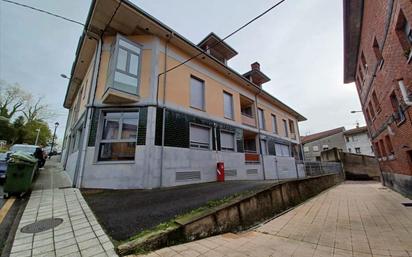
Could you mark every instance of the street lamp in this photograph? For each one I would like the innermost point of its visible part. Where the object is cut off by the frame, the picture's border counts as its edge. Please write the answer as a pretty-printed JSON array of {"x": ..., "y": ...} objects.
[
  {"x": 54, "y": 135},
  {"x": 37, "y": 137}
]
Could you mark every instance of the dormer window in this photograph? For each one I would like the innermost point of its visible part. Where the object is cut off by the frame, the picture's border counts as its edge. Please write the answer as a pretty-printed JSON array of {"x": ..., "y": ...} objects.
[
  {"x": 124, "y": 67},
  {"x": 214, "y": 46}
]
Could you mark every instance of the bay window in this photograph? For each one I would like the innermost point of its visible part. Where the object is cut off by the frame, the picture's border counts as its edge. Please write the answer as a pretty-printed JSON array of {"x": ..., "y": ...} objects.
[{"x": 119, "y": 135}]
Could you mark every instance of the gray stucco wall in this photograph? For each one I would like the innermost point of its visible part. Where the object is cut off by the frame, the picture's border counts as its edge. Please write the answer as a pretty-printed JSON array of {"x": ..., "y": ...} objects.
[{"x": 336, "y": 140}]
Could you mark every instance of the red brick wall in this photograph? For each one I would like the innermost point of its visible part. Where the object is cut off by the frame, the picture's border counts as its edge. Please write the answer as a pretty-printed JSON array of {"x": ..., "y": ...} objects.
[{"x": 384, "y": 83}]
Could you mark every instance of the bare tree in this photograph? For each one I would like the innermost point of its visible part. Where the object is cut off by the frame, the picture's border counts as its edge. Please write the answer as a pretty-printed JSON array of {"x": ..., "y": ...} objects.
[{"x": 12, "y": 99}]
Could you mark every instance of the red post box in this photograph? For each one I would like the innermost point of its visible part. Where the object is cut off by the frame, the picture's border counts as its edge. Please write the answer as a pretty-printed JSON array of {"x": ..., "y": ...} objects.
[{"x": 220, "y": 172}]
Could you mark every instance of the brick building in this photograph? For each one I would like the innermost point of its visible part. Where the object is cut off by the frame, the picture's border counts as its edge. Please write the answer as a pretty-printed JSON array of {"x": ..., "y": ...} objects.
[{"x": 377, "y": 57}]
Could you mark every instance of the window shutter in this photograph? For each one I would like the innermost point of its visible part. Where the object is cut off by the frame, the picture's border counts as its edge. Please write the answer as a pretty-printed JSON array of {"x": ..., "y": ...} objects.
[{"x": 197, "y": 93}]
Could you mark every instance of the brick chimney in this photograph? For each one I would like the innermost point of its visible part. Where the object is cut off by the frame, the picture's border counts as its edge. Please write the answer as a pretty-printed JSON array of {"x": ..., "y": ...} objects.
[{"x": 255, "y": 66}]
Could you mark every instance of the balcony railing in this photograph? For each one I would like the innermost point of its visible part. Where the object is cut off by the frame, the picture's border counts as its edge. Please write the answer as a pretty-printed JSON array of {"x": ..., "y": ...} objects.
[{"x": 248, "y": 120}]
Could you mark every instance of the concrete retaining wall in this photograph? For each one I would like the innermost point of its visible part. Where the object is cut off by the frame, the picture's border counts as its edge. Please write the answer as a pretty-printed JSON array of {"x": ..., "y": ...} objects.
[{"x": 238, "y": 214}]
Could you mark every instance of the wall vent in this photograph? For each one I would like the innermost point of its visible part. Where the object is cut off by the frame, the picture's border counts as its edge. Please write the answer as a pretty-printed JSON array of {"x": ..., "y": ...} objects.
[
  {"x": 187, "y": 175},
  {"x": 231, "y": 173},
  {"x": 251, "y": 172}
]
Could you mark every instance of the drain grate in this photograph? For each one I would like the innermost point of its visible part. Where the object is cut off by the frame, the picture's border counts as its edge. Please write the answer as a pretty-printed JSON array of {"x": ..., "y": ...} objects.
[{"x": 41, "y": 225}]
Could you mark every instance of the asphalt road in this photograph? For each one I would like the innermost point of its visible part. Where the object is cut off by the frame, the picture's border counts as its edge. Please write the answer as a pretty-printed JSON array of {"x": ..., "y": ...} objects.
[{"x": 124, "y": 213}]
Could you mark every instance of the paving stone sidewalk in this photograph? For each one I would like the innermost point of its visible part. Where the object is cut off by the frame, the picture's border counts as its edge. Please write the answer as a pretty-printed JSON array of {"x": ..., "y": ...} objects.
[
  {"x": 79, "y": 235},
  {"x": 352, "y": 219}
]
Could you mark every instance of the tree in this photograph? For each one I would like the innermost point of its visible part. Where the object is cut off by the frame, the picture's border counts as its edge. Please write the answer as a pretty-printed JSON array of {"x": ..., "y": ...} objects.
[{"x": 12, "y": 99}]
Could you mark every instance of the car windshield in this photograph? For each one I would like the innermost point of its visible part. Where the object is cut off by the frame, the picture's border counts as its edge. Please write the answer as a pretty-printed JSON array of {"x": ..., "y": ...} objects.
[{"x": 24, "y": 148}]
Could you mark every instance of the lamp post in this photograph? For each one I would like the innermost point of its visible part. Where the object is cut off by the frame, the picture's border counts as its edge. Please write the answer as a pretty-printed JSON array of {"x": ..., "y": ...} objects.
[
  {"x": 54, "y": 135},
  {"x": 37, "y": 137}
]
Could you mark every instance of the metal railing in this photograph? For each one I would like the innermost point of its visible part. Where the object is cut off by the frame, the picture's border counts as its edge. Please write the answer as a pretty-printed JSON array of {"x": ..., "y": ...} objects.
[{"x": 320, "y": 168}]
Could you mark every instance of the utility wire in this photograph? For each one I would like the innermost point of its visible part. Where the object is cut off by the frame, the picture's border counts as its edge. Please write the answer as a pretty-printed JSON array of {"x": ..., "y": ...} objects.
[
  {"x": 223, "y": 39},
  {"x": 43, "y": 11}
]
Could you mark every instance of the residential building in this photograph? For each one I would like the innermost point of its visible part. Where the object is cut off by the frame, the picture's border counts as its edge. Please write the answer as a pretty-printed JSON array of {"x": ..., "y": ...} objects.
[
  {"x": 377, "y": 58},
  {"x": 313, "y": 145},
  {"x": 357, "y": 141},
  {"x": 142, "y": 117}
]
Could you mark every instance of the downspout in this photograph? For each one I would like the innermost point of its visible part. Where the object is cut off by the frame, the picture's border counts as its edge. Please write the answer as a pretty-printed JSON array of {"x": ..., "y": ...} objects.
[
  {"x": 260, "y": 145},
  {"x": 89, "y": 116},
  {"x": 164, "y": 73}
]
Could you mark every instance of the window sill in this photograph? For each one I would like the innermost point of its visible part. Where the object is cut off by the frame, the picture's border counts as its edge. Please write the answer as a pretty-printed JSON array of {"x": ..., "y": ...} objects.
[{"x": 114, "y": 162}]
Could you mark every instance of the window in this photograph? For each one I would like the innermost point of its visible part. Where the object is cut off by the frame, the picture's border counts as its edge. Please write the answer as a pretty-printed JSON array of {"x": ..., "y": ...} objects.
[
  {"x": 228, "y": 105},
  {"x": 389, "y": 144},
  {"x": 261, "y": 119},
  {"x": 119, "y": 134},
  {"x": 227, "y": 141},
  {"x": 404, "y": 32},
  {"x": 382, "y": 148},
  {"x": 263, "y": 147},
  {"x": 285, "y": 127},
  {"x": 397, "y": 109},
  {"x": 371, "y": 109},
  {"x": 124, "y": 66},
  {"x": 291, "y": 126},
  {"x": 274, "y": 124},
  {"x": 197, "y": 93},
  {"x": 282, "y": 150},
  {"x": 199, "y": 137},
  {"x": 376, "y": 102}
]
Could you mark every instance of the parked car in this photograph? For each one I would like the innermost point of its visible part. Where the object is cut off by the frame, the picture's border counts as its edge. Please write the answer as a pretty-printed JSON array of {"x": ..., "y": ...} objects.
[{"x": 34, "y": 150}]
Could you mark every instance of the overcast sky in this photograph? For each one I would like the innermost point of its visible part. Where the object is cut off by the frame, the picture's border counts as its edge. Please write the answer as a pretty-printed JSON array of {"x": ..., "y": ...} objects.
[{"x": 299, "y": 45}]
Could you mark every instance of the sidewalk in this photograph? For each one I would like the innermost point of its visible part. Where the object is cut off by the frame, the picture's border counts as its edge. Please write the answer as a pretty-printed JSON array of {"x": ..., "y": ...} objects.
[
  {"x": 78, "y": 235},
  {"x": 352, "y": 219}
]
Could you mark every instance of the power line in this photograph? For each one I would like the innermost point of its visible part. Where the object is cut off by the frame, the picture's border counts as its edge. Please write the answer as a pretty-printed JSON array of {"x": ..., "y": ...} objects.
[
  {"x": 223, "y": 39},
  {"x": 43, "y": 11}
]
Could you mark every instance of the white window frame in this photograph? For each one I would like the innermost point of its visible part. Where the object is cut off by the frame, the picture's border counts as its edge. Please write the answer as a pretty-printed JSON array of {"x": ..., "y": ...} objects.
[
  {"x": 99, "y": 136},
  {"x": 225, "y": 149},
  {"x": 199, "y": 145},
  {"x": 232, "y": 110},
  {"x": 111, "y": 83},
  {"x": 203, "y": 107}
]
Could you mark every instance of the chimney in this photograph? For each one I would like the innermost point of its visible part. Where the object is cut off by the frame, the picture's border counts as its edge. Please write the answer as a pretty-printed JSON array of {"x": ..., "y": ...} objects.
[{"x": 255, "y": 66}]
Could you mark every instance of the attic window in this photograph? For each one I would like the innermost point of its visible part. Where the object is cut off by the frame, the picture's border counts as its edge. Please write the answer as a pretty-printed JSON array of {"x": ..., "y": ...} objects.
[{"x": 124, "y": 67}]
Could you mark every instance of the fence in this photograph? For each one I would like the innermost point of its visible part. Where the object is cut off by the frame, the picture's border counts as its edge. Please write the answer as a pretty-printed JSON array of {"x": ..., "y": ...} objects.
[{"x": 320, "y": 168}]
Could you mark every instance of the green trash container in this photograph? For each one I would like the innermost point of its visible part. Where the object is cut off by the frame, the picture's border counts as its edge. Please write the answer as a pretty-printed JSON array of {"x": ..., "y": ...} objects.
[{"x": 20, "y": 172}]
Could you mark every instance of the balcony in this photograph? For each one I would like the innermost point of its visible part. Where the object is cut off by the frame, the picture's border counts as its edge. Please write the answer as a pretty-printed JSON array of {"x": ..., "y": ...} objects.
[
  {"x": 247, "y": 109},
  {"x": 114, "y": 96}
]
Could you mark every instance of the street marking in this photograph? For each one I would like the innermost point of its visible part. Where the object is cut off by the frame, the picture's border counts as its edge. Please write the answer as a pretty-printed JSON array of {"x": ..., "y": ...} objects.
[{"x": 6, "y": 207}]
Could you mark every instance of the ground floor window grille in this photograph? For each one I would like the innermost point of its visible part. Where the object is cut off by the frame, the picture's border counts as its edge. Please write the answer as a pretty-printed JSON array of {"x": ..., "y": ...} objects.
[
  {"x": 200, "y": 137},
  {"x": 119, "y": 134}
]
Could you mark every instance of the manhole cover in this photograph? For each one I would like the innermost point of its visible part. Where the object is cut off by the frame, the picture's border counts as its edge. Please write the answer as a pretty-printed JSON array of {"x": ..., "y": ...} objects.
[{"x": 42, "y": 225}]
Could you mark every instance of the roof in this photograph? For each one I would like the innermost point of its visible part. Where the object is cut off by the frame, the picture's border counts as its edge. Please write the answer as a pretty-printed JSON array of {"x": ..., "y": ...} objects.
[
  {"x": 213, "y": 40},
  {"x": 126, "y": 18},
  {"x": 356, "y": 130},
  {"x": 352, "y": 25},
  {"x": 323, "y": 134}
]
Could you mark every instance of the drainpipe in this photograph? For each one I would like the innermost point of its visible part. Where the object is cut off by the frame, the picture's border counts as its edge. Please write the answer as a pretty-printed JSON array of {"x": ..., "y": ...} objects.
[
  {"x": 164, "y": 73},
  {"x": 79, "y": 172},
  {"x": 260, "y": 145}
]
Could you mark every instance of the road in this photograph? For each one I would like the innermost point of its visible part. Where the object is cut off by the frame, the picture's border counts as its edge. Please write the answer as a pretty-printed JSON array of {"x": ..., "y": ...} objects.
[{"x": 352, "y": 219}]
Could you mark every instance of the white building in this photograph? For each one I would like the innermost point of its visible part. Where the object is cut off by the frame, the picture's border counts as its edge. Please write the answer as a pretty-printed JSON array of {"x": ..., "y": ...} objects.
[{"x": 358, "y": 141}]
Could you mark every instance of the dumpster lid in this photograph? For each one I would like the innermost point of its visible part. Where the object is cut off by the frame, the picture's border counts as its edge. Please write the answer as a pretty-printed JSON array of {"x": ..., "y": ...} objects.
[{"x": 22, "y": 156}]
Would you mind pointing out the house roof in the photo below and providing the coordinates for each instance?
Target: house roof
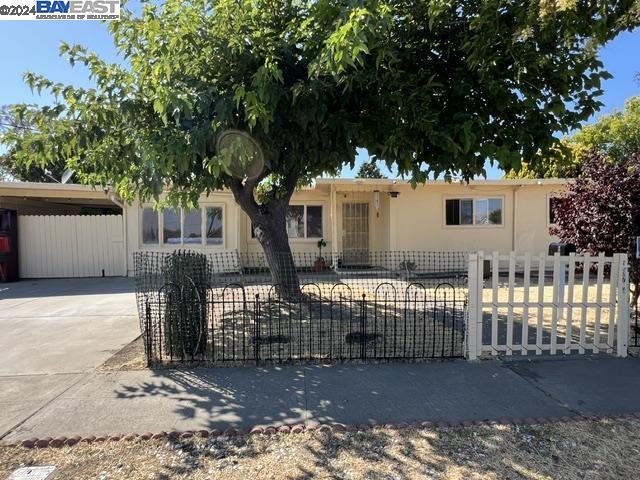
(75, 192)
(399, 181)
(69, 193)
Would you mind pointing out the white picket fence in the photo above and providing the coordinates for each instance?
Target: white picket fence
(532, 304)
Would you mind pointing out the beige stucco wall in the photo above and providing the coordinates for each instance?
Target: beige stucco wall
(418, 219)
(414, 220)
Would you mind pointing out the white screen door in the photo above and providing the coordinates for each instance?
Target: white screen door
(355, 232)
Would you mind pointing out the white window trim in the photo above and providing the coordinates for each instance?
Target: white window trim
(473, 225)
(304, 239)
(202, 245)
(140, 224)
(548, 210)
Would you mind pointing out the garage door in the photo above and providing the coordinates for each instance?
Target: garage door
(55, 246)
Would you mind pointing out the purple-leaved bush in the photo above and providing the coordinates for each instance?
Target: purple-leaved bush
(601, 209)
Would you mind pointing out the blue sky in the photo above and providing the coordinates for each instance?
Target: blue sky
(33, 46)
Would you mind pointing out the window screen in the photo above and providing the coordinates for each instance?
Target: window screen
(314, 222)
(149, 226)
(171, 231)
(214, 225)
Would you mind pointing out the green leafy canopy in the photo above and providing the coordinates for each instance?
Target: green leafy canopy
(434, 87)
(616, 137)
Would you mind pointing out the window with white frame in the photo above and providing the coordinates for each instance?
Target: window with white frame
(473, 211)
(302, 221)
(203, 226)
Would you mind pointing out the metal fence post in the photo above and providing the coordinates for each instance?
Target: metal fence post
(624, 317)
(471, 347)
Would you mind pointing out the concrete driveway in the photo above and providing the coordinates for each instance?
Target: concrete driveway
(54, 332)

**Work task**
Output, exactly and with nothing else, the lines from the line containing "Target: garage door" to the end of the entries.

**Response to the exercise**
Target: garage door
(55, 246)
Would you mind pointing out the purple-leaved bush in the photo above and providing the coordinates for each instance?
Target: purple-leaved bush
(601, 209)
Would you mind pointing out the blue sky in the photo above and providing the coordinates for each instance?
Target: blue sky
(33, 46)
Would you mind pointing out the window screen in the photo above and providing the coordinates for each instance?
Target: window screen
(314, 222)
(149, 226)
(171, 231)
(214, 225)
Would you mind pointing out the green leafy canopy in the photo above and providing the coordinates for each instance?
Target: green leafy canopy
(434, 87)
(616, 137)
Would you mind pointing out the window with white frame in the photo above and providing the coordinates for each instance?
Target: window with white frame
(473, 211)
(302, 221)
(203, 226)
Would you mind pointing out the metal fence post in the photo above and providing the coordinates for each instance?
Target: metal fence post
(624, 317)
(471, 347)
Would you mind pointing out the concrete driveway in the photo above and providing the coordinates for each instance?
Target: concrete driveway
(54, 332)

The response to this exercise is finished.